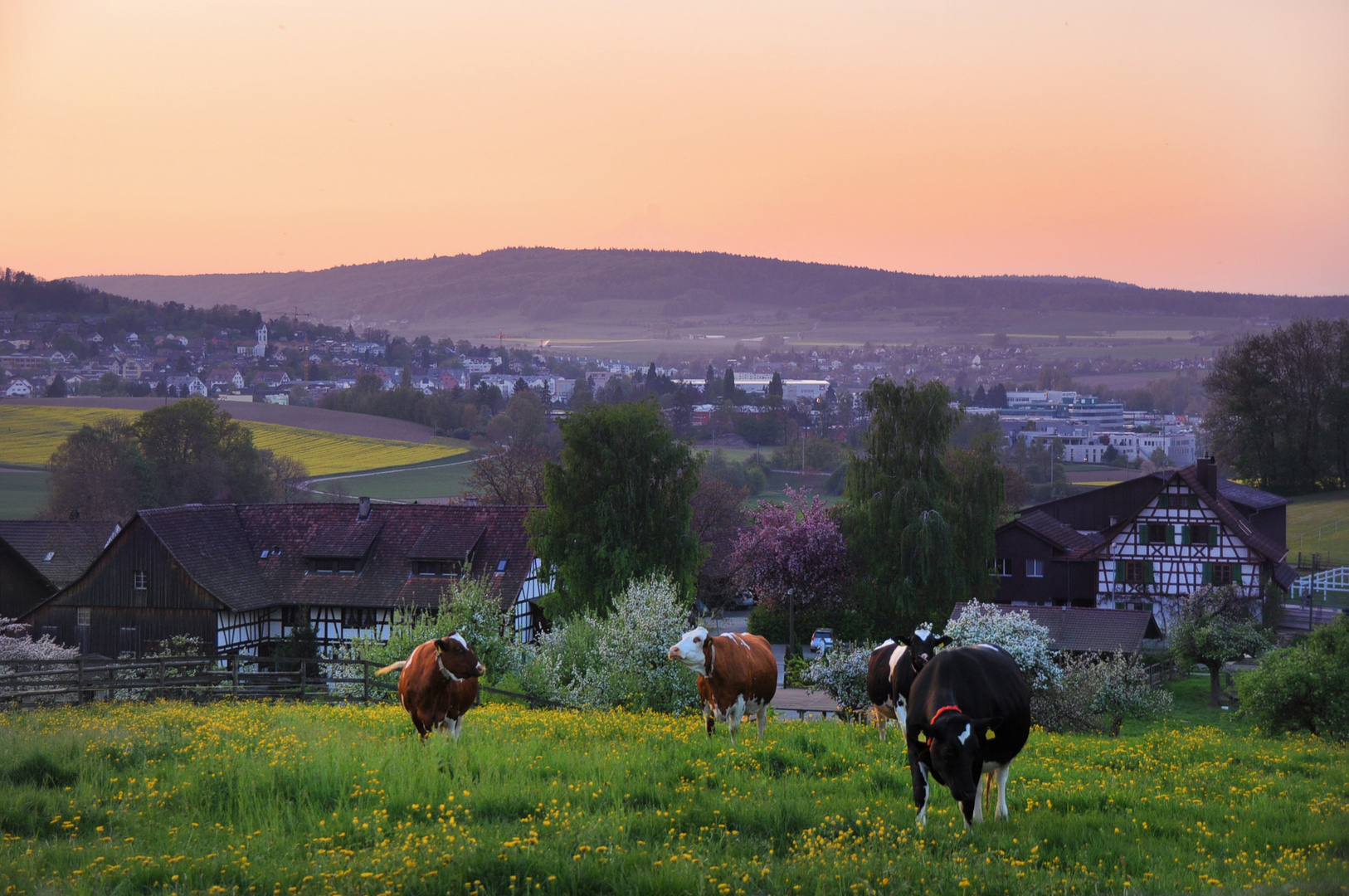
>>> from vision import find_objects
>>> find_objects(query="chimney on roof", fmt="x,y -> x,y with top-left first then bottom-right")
1194,455 -> 1218,497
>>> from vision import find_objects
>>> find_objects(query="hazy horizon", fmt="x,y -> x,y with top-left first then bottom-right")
0,0 -> 1349,295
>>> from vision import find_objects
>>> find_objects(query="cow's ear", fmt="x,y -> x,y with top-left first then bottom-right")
972,715 -> 1002,741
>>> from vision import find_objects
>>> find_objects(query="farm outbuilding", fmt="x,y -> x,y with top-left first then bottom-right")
0,519 -> 119,620
22,500 -> 547,655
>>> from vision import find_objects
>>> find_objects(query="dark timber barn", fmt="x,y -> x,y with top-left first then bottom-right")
22,500 -> 547,655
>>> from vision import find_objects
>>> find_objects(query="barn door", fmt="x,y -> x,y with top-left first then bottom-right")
117,626 -> 140,655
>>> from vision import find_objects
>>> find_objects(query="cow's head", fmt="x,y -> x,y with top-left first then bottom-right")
669,626 -> 707,672
435,631 -> 487,681
918,709 -> 1002,822
903,625 -> 951,672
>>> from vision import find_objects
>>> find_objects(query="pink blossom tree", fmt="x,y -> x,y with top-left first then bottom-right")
731,489 -> 849,610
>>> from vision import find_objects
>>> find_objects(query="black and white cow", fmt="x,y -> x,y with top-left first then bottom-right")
866,626 -> 951,741
905,644 -> 1030,830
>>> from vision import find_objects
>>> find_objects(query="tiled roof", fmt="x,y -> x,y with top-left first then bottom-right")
304,519 -> 379,560
407,522 -> 487,560
0,519 -> 117,588
951,603 -> 1162,653
138,504 -> 271,610
237,504 -> 534,609
1008,510 -> 1097,553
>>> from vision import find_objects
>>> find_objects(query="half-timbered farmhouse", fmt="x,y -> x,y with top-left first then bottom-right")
994,457 -> 1295,625
23,499 -> 547,655
0,519 -> 119,620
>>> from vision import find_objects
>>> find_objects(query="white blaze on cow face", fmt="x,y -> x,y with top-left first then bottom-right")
669,626 -> 707,672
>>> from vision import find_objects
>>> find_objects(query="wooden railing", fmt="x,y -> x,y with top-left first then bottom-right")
0,655 -> 561,709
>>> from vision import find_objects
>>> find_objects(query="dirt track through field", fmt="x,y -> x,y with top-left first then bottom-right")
25,396 -> 436,446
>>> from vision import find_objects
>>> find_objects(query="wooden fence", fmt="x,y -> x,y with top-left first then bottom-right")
0,655 -> 560,709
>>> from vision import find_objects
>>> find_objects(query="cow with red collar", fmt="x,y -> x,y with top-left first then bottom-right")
669,626 -> 777,743
375,631 -> 487,741
866,625 -> 951,741
905,644 -> 1030,830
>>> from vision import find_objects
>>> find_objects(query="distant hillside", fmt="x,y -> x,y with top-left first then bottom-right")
71,248 -> 1349,327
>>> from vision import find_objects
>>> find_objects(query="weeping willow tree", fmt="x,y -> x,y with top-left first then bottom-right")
840,381 -> 1004,637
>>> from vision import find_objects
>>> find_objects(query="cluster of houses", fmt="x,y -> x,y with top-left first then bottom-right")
0,459 -> 1293,655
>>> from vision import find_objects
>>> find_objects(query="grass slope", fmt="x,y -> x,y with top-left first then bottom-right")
0,703 -> 1349,896
0,470 -> 47,519
1288,491 -> 1349,567
0,405 -> 468,476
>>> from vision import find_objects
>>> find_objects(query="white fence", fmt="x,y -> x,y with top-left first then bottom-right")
1291,567 -> 1349,606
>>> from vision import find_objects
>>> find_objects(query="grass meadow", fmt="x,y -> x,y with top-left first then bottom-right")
0,405 -> 468,476
0,703 -> 1349,896
1288,491 -> 1349,568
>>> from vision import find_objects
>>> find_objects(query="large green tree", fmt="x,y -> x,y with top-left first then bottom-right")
839,381 -> 1004,635
47,417 -> 155,519
47,398 -> 308,519
528,401 -> 702,616
1203,319 -> 1349,495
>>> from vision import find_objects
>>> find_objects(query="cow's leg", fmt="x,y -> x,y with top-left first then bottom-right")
993,762 -> 1012,822
911,760 -> 933,827
726,694 -> 745,743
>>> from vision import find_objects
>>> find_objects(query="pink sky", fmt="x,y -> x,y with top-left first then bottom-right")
0,0 -> 1349,295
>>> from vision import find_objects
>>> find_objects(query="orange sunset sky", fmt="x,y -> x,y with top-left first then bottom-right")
0,0 -> 1349,295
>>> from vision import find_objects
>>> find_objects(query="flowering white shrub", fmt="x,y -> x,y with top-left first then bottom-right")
804,644 -> 871,713
946,601 -> 1063,694
0,616 -> 80,672
519,577 -> 699,713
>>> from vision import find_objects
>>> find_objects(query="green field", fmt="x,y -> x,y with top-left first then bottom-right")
312,455 -> 476,500
0,405 -> 468,476
0,468 -> 47,519
0,688 -> 1349,896
1288,491 -> 1349,568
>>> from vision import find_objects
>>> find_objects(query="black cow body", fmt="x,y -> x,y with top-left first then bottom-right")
905,644 -> 1030,829
866,627 -> 951,741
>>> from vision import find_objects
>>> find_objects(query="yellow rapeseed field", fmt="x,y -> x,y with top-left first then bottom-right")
0,702 -> 1349,896
0,405 -> 465,476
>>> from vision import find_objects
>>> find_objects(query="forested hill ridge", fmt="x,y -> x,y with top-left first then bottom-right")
71,248 -> 1349,324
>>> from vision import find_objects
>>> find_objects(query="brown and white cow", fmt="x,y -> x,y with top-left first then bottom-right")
866,625 -> 951,741
669,627 -> 777,743
375,631 -> 487,741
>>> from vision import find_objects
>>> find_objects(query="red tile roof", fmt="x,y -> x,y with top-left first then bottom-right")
109,504 -> 534,611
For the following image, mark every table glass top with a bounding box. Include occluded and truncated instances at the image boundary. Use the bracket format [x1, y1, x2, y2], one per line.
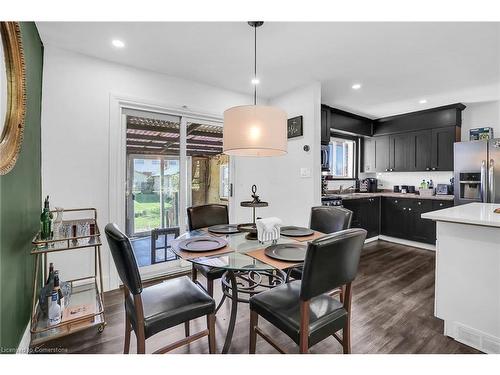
[176, 230, 297, 271]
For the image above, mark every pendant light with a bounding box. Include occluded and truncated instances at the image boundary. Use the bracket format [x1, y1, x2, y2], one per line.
[223, 21, 287, 157]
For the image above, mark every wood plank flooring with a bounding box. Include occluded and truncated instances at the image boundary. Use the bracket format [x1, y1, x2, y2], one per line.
[36, 241, 479, 354]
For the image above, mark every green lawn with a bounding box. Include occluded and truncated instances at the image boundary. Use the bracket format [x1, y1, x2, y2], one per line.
[134, 193, 176, 233]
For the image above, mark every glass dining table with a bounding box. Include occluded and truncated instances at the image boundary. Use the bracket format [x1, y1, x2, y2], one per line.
[172, 229, 307, 354]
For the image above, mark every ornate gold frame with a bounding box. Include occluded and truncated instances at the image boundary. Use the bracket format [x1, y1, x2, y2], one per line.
[0, 22, 26, 175]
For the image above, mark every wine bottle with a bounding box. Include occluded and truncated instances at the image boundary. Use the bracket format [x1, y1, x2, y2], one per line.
[49, 291, 61, 326]
[45, 263, 54, 285]
[52, 271, 64, 312]
[40, 195, 52, 240]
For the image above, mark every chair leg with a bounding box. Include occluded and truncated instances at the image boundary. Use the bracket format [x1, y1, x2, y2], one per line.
[207, 279, 214, 298]
[342, 316, 351, 354]
[248, 310, 259, 354]
[207, 314, 217, 354]
[137, 335, 146, 354]
[123, 313, 132, 354]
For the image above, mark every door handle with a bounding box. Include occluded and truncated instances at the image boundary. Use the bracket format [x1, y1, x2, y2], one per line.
[480, 160, 488, 203]
[488, 159, 495, 203]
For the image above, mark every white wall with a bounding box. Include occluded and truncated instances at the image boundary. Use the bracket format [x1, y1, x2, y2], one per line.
[234, 83, 321, 225]
[462, 100, 500, 141]
[42, 45, 254, 288]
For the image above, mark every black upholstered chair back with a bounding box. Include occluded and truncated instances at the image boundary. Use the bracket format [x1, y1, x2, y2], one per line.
[104, 223, 142, 295]
[309, 206, 352, 233]
[187, 204, 229, 230]
[300, 229, 366, 301]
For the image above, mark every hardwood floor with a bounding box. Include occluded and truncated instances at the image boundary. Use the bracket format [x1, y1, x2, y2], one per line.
[37, 241, 479, 354]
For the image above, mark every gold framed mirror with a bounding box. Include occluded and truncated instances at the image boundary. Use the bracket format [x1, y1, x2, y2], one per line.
[0, 22, 26, 175]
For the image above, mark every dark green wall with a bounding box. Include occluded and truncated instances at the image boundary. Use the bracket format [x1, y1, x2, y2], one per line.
[0, 22, 43, 351]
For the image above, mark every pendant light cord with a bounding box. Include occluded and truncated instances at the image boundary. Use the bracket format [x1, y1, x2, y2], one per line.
[253, 25, 257, 105]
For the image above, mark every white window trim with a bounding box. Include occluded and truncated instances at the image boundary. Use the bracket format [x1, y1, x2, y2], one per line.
[108, 93, 235, 290]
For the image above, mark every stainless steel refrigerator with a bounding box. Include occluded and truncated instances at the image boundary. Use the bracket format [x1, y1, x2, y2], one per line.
[454, 138, 500, 205]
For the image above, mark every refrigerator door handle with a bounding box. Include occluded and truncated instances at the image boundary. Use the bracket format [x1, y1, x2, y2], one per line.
[481, 160, 488, 203]
[488, 159, 495, 203]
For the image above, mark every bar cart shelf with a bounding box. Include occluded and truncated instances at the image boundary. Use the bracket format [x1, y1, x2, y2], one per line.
[30, 208, 106, 346]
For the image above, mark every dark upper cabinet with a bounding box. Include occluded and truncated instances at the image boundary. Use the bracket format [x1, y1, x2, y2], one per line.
[321, 104, 373, 145]
[361, 138, 377, 173]
[372, 137, 391, 172]
[389, 133, 409, 172]
[408, 130, 432, 171]
[431, 126, 460, 171]
[373, 103, 465, 135]
[321, 105, 331, 145]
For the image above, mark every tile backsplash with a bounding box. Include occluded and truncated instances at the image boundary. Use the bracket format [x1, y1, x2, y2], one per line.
[359, 172, 453, 190]
[328, 171, 453, 190]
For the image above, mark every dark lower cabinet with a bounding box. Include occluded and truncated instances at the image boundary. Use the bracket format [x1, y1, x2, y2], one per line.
[381, 198, 453, 244]
[342, 197, 380, 238]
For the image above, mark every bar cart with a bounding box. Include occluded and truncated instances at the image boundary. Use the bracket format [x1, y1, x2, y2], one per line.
[30, 208, 106, 346]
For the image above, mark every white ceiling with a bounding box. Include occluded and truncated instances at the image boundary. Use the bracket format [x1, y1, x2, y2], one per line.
[37, 22, 500, 117]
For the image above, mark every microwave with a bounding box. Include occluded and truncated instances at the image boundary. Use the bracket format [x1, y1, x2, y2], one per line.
[321, 146, 332, 175]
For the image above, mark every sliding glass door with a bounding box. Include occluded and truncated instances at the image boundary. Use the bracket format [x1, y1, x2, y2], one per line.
[123, 109, 231, 277]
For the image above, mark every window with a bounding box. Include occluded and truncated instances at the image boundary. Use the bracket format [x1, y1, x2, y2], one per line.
[219, 164, 229, 199]
[330, 138, 356, 179]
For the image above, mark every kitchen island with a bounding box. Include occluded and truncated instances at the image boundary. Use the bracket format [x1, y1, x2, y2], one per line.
[422, 203, 500, 354]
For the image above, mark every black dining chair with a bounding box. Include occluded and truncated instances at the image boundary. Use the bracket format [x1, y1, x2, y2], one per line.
[249, 229, 366, 354]
[187, 204, 229, 298]
[105, 224, 216, 354]
[288, 206, 352, 280]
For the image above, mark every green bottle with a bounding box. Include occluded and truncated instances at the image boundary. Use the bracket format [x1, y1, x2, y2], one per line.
[40, 195, 52, 240]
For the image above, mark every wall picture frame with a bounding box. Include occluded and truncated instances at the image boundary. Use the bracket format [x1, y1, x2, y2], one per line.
[287, 116, 304, 139]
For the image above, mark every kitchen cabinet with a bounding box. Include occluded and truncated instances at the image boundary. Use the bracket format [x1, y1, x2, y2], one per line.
[381, 198, 408, 238]
[389, 133, 408, 172]
[362, 138, 376, 173]
[342, 197, 380, 238]
[321, 106, 331, 145]
[363, 126, 460, 172]
[431, 126, 460, 171]
[407, 199, 436, 244]
[408, 130, 432, 171]
[373, 136, 390, 172]
[380, 197, 453, 244]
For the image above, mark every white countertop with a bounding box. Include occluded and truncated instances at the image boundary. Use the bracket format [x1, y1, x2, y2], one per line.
[422, 203, 500, 228]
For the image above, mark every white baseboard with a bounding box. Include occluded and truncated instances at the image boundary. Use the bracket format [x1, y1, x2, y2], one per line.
[16, 322, 31, 354]
[372, 234, 436, 251]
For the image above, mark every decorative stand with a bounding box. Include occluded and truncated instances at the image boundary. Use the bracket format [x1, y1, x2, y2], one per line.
[30, 208, 106, 346]
[238, 185, 269, 240]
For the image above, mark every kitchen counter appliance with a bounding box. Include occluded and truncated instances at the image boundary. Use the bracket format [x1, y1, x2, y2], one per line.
[359, 177, 378, 193]
[321, 195, 342, 207]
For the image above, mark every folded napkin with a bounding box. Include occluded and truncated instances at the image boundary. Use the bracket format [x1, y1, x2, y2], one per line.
[255, 217, 282, 242]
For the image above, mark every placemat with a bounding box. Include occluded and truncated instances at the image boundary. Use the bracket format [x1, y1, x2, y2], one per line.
[283, 231, 325, 242]
[172, 238, 234, 260]
[246, 248, 302, 270]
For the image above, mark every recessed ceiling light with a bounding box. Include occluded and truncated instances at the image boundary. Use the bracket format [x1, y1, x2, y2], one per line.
[111, 39, 125, 48]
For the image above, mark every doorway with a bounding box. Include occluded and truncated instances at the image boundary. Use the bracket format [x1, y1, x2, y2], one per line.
[122, 109, 231, 278]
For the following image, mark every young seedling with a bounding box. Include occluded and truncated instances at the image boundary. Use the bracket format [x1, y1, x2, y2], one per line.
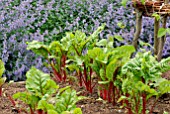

* * *

Can you rewrite the records from the line with "For the image above, mark every gold" to the line with "[108, 93, 235, 290]", replacing "pendant light cord" with "ceiling fan chain" and leaving everything else unchanged?

Finished answer:
For the image above, mark every gold framed mirror with a bounding box. Include occluded and truncated instances at the image boundary. Use the bracket format [x1, y1, x2, y2], one per line.
[0, 22, 26, 175]
For the image above, mark every dark green wall with a bounding box. Include occluded and truncated instances at the image boundary. Use the bracket format [x1, y1, x2, y2], one per line.
[0, 22, 43, 351]
For the image above, mark every ceiling fan chain with a bounding box. Include occluded and truncated instances at the image boundary. Use the bracket format [x1, y1, x2, y2], one per line.
[253, 25, 257, 105]
For the image above, mark every white window trim with a bounding box. Include occluded and truncated instances at the image boundary. Use the bracket format [x1, y1, x2, y2], one per line.
[108, 93, 235, 290]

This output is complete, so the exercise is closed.